- _RECORDS FOR THE TASK_
*-*-*
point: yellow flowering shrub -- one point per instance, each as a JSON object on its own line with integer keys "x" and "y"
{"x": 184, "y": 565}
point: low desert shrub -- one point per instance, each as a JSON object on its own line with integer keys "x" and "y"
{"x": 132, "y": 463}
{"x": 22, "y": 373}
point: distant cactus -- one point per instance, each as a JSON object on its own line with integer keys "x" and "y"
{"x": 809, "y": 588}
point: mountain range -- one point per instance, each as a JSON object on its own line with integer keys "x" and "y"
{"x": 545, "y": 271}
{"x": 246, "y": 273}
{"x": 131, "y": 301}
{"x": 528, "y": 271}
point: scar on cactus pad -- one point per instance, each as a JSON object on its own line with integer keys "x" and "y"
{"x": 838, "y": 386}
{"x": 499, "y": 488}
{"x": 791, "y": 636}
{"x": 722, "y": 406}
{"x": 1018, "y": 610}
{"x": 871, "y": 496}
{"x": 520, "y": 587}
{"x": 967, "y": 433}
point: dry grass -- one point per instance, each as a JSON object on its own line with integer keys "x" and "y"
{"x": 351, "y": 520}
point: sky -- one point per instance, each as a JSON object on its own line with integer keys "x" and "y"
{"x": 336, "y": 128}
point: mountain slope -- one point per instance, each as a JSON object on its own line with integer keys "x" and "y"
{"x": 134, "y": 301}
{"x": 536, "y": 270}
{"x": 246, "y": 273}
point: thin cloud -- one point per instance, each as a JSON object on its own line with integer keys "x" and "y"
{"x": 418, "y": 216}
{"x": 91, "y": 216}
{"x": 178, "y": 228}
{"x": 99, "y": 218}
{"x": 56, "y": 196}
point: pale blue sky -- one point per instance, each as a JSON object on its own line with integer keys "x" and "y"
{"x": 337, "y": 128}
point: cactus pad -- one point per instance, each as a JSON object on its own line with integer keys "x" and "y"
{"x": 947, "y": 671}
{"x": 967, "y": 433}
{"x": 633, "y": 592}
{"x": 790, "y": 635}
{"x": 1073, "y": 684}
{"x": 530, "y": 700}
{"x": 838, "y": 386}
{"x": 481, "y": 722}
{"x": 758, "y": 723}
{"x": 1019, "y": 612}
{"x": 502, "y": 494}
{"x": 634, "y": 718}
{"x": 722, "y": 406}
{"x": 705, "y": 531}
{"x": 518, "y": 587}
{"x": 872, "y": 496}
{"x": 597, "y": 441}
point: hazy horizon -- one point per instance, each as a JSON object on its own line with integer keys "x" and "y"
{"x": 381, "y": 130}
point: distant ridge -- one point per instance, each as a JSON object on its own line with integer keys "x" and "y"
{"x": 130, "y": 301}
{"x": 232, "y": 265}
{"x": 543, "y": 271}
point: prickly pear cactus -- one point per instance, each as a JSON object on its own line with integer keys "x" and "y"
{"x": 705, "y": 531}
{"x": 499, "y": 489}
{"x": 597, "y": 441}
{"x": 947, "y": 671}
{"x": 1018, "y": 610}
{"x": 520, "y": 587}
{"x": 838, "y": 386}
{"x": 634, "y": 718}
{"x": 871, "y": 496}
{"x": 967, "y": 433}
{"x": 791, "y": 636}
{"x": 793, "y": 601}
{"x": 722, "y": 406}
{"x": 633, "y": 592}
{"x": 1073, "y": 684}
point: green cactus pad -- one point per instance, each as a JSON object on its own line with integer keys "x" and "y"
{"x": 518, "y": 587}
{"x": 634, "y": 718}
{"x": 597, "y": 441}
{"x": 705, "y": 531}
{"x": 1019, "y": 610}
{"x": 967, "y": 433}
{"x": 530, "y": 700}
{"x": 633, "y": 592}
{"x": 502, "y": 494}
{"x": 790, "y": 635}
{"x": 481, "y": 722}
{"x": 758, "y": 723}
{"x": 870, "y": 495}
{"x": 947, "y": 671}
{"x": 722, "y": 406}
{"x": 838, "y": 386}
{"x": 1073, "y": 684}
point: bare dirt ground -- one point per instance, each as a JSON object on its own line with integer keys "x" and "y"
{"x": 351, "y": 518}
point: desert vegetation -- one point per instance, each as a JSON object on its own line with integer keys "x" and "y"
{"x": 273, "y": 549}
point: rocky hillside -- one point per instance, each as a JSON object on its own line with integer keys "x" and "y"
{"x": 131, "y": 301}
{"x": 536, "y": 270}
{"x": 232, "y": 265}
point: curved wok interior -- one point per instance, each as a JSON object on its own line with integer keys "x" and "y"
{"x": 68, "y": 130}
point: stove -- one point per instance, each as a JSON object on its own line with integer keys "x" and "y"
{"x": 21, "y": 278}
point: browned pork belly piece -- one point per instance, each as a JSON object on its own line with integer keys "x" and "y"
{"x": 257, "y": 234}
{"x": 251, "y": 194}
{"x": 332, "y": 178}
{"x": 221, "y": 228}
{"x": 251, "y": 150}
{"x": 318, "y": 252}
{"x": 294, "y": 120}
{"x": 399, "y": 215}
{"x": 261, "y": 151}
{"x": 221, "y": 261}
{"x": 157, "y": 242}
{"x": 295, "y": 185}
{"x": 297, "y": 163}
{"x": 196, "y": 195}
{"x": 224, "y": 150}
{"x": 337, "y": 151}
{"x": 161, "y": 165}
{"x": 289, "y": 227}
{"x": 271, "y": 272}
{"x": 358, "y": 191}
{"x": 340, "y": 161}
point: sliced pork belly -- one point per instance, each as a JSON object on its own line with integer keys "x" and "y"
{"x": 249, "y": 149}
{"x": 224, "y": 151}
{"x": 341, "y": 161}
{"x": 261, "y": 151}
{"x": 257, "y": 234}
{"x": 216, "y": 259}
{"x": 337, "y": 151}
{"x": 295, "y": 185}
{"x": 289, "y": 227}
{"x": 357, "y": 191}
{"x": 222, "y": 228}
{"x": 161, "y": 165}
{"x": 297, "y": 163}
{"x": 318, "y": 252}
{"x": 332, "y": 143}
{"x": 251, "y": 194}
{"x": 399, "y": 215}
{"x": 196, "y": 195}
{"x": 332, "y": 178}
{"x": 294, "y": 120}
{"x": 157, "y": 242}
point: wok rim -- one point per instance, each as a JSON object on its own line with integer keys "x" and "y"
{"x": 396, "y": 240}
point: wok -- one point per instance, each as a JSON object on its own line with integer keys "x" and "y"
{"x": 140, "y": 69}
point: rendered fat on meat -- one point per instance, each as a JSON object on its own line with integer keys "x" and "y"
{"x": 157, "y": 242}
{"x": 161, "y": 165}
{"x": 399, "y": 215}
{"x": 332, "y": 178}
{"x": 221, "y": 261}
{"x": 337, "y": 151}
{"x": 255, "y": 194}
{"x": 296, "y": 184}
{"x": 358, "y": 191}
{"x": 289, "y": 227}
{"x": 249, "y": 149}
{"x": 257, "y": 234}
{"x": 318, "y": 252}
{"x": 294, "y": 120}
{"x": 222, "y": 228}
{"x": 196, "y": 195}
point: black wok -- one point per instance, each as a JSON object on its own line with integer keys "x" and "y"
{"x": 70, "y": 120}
*-*-*
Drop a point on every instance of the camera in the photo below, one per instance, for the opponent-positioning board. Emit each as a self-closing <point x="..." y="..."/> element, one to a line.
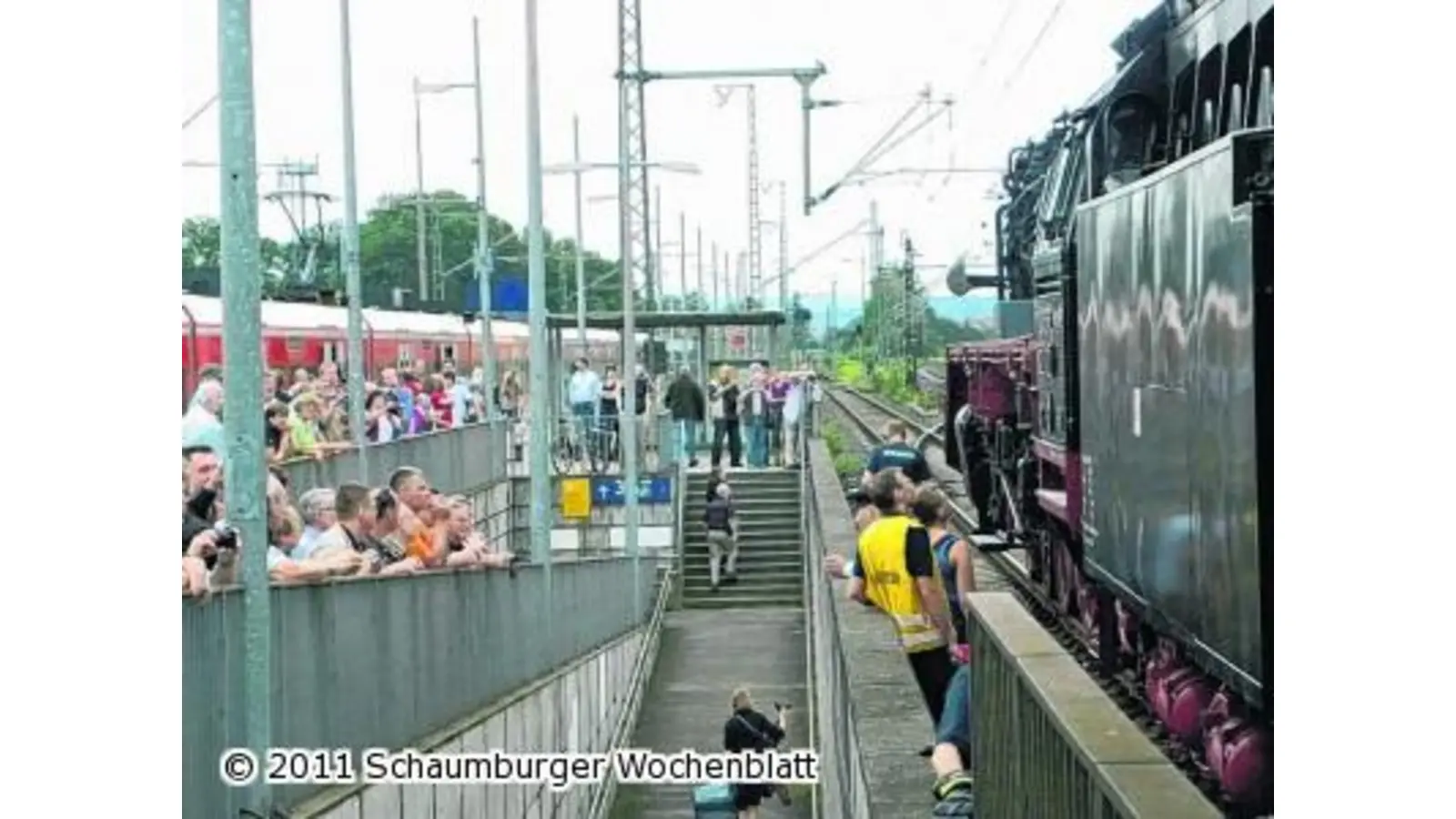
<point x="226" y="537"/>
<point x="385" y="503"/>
*-*-*
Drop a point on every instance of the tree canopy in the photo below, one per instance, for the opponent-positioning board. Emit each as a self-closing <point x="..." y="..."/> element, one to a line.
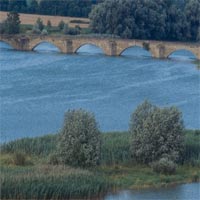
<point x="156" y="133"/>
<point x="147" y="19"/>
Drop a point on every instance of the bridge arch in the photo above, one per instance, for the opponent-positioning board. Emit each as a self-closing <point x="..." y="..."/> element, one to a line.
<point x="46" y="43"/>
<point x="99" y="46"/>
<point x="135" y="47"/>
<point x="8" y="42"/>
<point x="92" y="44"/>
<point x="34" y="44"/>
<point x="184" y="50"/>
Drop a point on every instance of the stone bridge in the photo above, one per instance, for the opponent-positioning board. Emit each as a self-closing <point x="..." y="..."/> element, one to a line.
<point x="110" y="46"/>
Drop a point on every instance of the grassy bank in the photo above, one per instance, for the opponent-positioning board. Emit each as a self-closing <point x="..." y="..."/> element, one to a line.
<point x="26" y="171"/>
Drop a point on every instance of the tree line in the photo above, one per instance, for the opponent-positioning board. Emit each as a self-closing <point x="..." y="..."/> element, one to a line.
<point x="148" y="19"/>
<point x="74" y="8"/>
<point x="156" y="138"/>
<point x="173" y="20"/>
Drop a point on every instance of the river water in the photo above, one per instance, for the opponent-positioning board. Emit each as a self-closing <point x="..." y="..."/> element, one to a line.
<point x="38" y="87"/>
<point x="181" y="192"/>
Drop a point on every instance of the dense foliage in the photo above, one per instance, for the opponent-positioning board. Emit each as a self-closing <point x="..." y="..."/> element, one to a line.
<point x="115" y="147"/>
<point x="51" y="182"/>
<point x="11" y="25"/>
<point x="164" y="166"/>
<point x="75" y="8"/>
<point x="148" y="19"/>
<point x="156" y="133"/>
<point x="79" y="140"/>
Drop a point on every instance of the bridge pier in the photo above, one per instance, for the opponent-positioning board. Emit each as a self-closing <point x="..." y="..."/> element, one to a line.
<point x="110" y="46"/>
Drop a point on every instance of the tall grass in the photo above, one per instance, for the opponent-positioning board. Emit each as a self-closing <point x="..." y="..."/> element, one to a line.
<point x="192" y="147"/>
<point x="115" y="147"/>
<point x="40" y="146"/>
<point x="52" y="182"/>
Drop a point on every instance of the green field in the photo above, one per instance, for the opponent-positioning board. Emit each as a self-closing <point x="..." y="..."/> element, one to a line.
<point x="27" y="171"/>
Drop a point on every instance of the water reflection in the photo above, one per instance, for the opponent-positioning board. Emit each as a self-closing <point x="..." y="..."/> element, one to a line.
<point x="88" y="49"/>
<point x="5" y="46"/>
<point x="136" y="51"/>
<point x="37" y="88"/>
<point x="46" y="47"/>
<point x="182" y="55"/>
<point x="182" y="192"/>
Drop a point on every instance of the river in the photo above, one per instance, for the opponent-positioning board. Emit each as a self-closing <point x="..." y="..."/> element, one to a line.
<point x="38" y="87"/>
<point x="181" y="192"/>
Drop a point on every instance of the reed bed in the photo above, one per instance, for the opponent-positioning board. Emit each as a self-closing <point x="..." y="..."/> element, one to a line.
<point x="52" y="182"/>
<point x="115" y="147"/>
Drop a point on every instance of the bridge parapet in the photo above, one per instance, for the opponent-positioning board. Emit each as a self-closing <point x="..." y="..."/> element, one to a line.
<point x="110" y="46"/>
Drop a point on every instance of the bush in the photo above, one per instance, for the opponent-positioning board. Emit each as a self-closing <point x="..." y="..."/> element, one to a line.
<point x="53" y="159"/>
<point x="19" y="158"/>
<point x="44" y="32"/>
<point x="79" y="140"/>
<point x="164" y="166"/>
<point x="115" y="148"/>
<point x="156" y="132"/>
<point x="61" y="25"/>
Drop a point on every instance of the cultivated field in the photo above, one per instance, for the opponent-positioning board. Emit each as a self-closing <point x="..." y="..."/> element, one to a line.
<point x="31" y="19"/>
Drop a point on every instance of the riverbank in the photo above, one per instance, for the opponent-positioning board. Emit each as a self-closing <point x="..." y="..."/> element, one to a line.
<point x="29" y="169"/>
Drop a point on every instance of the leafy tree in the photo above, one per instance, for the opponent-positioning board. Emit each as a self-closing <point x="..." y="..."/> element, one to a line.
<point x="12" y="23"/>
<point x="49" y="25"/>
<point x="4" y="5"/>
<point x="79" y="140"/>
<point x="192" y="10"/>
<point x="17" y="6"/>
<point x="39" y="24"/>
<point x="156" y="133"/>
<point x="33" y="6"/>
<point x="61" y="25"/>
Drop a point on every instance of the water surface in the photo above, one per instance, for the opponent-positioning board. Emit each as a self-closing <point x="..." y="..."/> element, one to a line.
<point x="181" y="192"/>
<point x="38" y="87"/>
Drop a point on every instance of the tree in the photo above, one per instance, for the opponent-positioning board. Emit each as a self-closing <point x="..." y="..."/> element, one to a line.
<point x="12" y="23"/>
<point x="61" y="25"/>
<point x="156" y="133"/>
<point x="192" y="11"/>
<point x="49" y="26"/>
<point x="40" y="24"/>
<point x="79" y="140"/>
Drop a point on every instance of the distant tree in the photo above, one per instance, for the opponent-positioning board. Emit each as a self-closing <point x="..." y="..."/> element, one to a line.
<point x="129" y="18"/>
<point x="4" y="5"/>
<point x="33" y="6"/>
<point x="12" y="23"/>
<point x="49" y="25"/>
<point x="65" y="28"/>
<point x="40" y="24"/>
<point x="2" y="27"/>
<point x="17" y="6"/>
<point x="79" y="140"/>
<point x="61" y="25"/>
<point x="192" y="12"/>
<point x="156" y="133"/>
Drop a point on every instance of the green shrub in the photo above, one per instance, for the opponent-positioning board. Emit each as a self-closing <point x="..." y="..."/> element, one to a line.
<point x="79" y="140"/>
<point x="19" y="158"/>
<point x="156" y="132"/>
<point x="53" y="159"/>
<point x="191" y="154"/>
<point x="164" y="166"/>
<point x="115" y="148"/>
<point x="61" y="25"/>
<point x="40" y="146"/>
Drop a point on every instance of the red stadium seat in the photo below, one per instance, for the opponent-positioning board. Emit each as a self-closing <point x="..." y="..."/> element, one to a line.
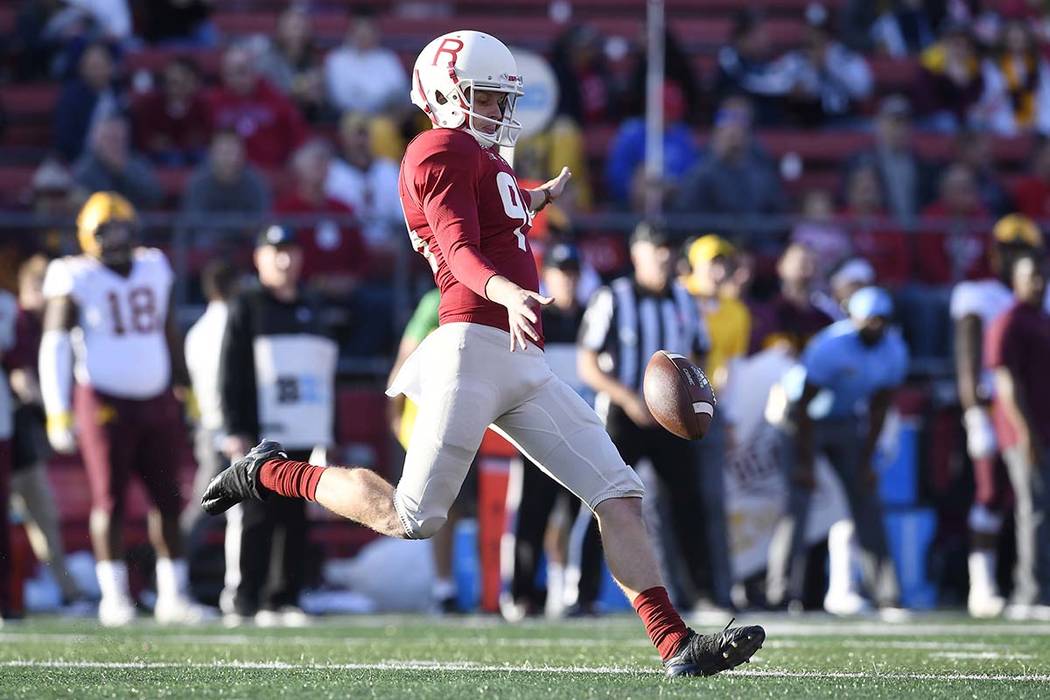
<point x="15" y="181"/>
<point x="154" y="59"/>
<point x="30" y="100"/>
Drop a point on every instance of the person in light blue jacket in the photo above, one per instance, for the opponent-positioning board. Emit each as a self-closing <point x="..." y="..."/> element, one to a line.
*-*-*
- _DIRECTIONS_
Pick out every line in the entries above that contains the string "tree" and copy each of those lines in full.

- _THE COMPLETED TASK_
Drop a point on every instance of the tree canopy in the photo below, one per instance, for the opponent-positioning board. Emit each as a self-closing <point x="..." y="..."/> element, one to a line.
Drop a point on every instance of the tree line in the photo above, one per instance, for the opponent-positioning board. Emit each as a self-closing <point x="..." y="..."/> element, one to a line.
Drop a point on every instance of the leafy tree in the photo above, one per instance, for the opponent-positioning board. Emit each as a self-closing <point x="..." y="..."/> element, one to a line.
Drop a point on every instance of the tree in the photo above, one per instance, for the opponent-positioning board. Emit each as a self-closing <point x="..." y="..."/> element, one to a line.
Drop a point on every instance of the distant tree in the photo above, one per instance, for the opponent-positioning board. Emit each as a self-closing <point x="..." y="..."/> element, one to a line.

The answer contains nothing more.